What you need to do:
Copy out every one of the lines below word for word, omitting the pictures.

Lines excerpted from a collection:
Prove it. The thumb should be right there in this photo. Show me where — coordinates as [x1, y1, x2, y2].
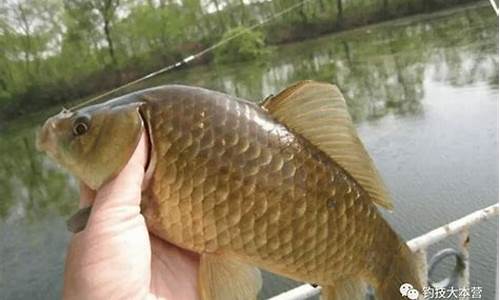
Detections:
[89, 132, 148, 225]
[94, 132, 148, 206]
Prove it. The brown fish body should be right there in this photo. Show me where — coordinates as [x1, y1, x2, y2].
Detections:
[38, 83, 420, 300]
[143, 89, 397, 284]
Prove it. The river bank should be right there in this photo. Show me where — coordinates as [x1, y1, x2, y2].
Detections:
[0, 0, 488, 126]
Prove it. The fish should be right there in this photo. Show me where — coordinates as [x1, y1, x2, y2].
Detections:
[37, 81, 422, 300]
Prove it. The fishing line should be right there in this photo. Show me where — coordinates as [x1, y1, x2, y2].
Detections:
[69, 0, 312, 110]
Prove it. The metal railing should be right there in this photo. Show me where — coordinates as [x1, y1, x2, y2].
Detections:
[269, 203, 498, 300]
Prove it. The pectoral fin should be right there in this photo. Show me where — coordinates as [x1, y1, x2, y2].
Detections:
[198, 254, 262, 300]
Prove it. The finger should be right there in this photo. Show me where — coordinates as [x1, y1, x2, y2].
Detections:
[80, 181, 96, 208]
[96, 132, 148, 207]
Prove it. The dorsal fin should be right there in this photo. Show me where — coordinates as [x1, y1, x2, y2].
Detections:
[262, 81, 392, 209]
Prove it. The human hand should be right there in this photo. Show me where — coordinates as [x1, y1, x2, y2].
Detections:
[63, 134, 199, 300]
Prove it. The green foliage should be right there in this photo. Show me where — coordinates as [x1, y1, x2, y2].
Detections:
[215, 26, 268, 63]
[0, 0, 474, 121]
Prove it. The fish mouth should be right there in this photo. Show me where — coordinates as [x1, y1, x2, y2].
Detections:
[35, 120, 54, 152]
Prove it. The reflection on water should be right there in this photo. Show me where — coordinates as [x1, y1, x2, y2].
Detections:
[0, 6, 498, 299]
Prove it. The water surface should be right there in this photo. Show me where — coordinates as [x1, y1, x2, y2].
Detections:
[0, 6, 498, 299]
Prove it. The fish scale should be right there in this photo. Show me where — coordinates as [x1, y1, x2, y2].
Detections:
[142, 87, 378, 282]
[38, 81, 421, 300]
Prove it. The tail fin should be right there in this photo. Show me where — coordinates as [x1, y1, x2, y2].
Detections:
[376, 243, 423, 300]
[321, 278, 367, 300]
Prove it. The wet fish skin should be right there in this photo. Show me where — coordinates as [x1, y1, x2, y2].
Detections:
[38, 82, 419, 300]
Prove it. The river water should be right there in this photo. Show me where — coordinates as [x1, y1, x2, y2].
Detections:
[0, 5, 498, 299]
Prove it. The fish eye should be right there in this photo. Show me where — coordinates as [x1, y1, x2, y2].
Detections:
[73, 116, 90, 136]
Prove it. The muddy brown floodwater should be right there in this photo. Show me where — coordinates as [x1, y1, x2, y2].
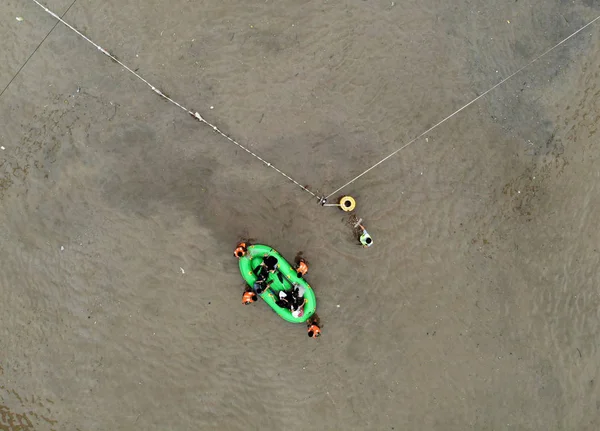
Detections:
[0, 0, 600, 431]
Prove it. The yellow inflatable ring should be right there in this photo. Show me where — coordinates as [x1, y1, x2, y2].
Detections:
[340, 196, 356, 212]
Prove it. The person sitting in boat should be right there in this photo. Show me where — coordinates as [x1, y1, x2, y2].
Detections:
[306, 313, 321, 338]
[260, 254, 279, 272]
[275, 290, 293, 310]
[252, 277, 271, 295]
[290, 283, 306, 317]
[242, 289, 258, 305]
[296, 258, 308, 278]
[233, 242, 248, 259]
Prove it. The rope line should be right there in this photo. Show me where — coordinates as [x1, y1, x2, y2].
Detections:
[33, 0, 320, 199]
[326, 13, 600, 199]
[0, 0, 77, 97]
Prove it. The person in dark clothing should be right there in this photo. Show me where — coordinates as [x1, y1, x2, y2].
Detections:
[260, 255, 279, 272]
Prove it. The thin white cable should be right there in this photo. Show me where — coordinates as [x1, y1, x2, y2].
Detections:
[33, 0, 319, 198]
[326, 13, 600, 199]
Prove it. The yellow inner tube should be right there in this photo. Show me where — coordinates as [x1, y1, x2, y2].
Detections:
[340, 196, 356, 212]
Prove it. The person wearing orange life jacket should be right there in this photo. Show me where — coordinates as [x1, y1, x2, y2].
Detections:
[306, 313, 321, 338]
[233, 242, 248, 259]
[242, 290, 258, 305]
[296, 258, 308, 277]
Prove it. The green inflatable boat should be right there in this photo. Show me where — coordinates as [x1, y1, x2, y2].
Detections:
[239, 244, 317, 323]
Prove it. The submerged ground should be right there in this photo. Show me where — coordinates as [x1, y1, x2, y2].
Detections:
[0, 0, 600, 431]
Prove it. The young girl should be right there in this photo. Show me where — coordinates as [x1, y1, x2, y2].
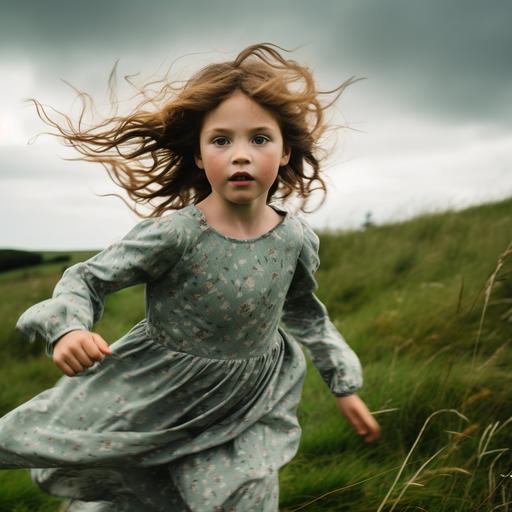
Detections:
[0, 43, 379, 512]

Full output:
Prove it. The thumb should be right there in this photo. Show me where — coordinates as [x1, y1, x2, y2].
Detections:
[89, 132, 148, 225]
[94, 132, 148, 206]
Prove it. The brown fish body should be right there in this photo. Show me where — coordinates as [x1, y1, x2, y2].
Detections:
[38, 83, 420, 300]
[143, 89, 397, 284]
Prove it. The river bank should be right there in this photo. Show me where — coordinates as [x1, y1, x2, y2].
Detections:
[0, 0, 488, 126]
Prove it. The fish should be right there in this photo. Show me where — coordinates as [x1, y1, x2, y2].
Detections:
[37, 81, 422, 300]
Prove it. The fishing line should be right there in this photo. Show me where — coordinates as [x1, y1, x2, y2].
Detections:
[69, 0, 312, 110]
Prove it. The metal railing should be right there in this photo. Show me where — coordinates as [x1, y1, x2, y2].
Detections:
[269, 203, 498, 300]
Prove it. The pectoral fin should be right there in this photo. Show me where — coordinates as [x1, y1, x2, y2].
Detections:
[198, 254, 262, 300]
Prove it. The finger should be right there in this photo. Show me where — coordinates as [x1, y1, x2, y2].
Detections:
[80, 181, 96, 208]
[96, 132, 148, 207]
Prove it. The dorsal fin should be right there in this photo. Show me where — coordinates as [x1, y1, x2, y2].
Detections:
[262, 81, 392, 209]
Prove it. The human hand should be right there in this photo. Show me where — coordinates as [x1, y1, x2, y2].
Detections:
[63, 134, 199, 300]
Prove it. The green foliage should be right there in this photo. Show me where — coordinates as [x1, y1, x2, y2].
Detections:
[215, 26, 268, 63]
[0, 0, 474, 121]
Prove it. The fish mouth should be right there in this photo. Show me where — coordinates as [x1, y1, x2, y2].
Detections:
[35, 120, 54, 152]
Prove it. The reflection on water should be right there in this photo. Show me where — coordinates as [x1, y1, x2, y2].
Detections:
[0, 6, 498, 299]
Prove it. The water surface should be right there in this photo. Show me where — coordinates as [x1, y1, x2, y2].
Detections:
[0, 6, 498, 299]
Prove it. The fish scale should be right there in this photo. Show me where — coordinates as [x1, y1, x2, y2].
Detections:
[142, 87, 378, 282]
[38, 81, 421, 300]
Prove it. The tail fin should be right there in this photo. Show me where — coordinates as [x1, y1, x2, y2].
Detections:
[376, 243, 423, 300]
[321, 278, 367, 300]
Prove it. The wet fish skin should be right there in this photo. Show me where — coordinates as [x1, y1, x2, y2].
Detections:
[38, 82, 419, 300]
Prove it. The river water should be right there in this photo. Show me where — coordinates as [x1, y1, x2, y2].
Detections:
[0, 5, 498, 299]
Prove it. The fish eye should be right there in this photo. Show me where — coordinates as [x1, y1, x2, y2].
Detections:
[73, 116, 90, 136]
Prove it. The muddy brown floodwater should be right there in this photo. Show me where — coordinates as [x1, y1, x2, y2].
Detections:
[0, 0, 600, 431]
Prove it. The yellow inflatable ring should be right there in this photo. Show me where — coordinates as [x1, y1, x2, y2].
Detections:
[340, 196, 356, 212]
Prove it. The person sitting in boat should be right there in this photo. Show me where — coordinates as [x1, y1, x2, y2].
Detections:
[306, 313, 321, 338]
[260, 254, 279, 272]
[275, 290, 293, 310]
[252, 277, 271, 295]
[290, 283, 306, 317]
[242, 289, 258, 305]
[296, 258, 308, 278]
[233, 242, 248, 259]
Prove it. The rope line should be right there in this photo. Show me where — coordinates as [x1, y1, x2, y2].
Detections:
[33, 0, 320, 199]
[326, 13, 600, 199]
[0, 0, 77, 97]
Prove it. The person in dark clothing should be right there in this photo. Show me where — coordinates as [x1, y1, x2, y2].
Detections:
[260, 255, 279, 272]
Prove it. The thin white cable should be right there in this photo. Show me where — coordinates as [x1, y1, x2, y2].
Detections:
[33, 0, 319, 198]
[326, 13, 600, 199]
Prove it. The yellow inner tube should be right there in this photo. Show me where — coordinates as [x1, y1, x2, y2].
Detections:
[340, 196, 356, 212]
Prove it. The person wearing orange life jacket should be right there in this photo. Show me where — coordinates as [x1, y1, x2, y2].
Detections:
[306, 313, 321, 338]
[233, 242, 248, 259]
[242, 290, 258, 305]
[296, 258, 308, 277]
Prove it. The green inflatable boat should be right there in this photo. Show me where — coordinates as [x1, y1, x2, y2].
Detections:
[239, 244, 317, 323]
Prove it. The submerged ground should be right there in this photo. Show me where — coordinates as [x1, y1, x2, y2].
Detections:
[0, 0, 600, 431]
Prove it. The young girl should be right there in this photo. Show me where — coordinates as [x1, y1, x2, y2].
Detections:
[0, 43, 379, 512]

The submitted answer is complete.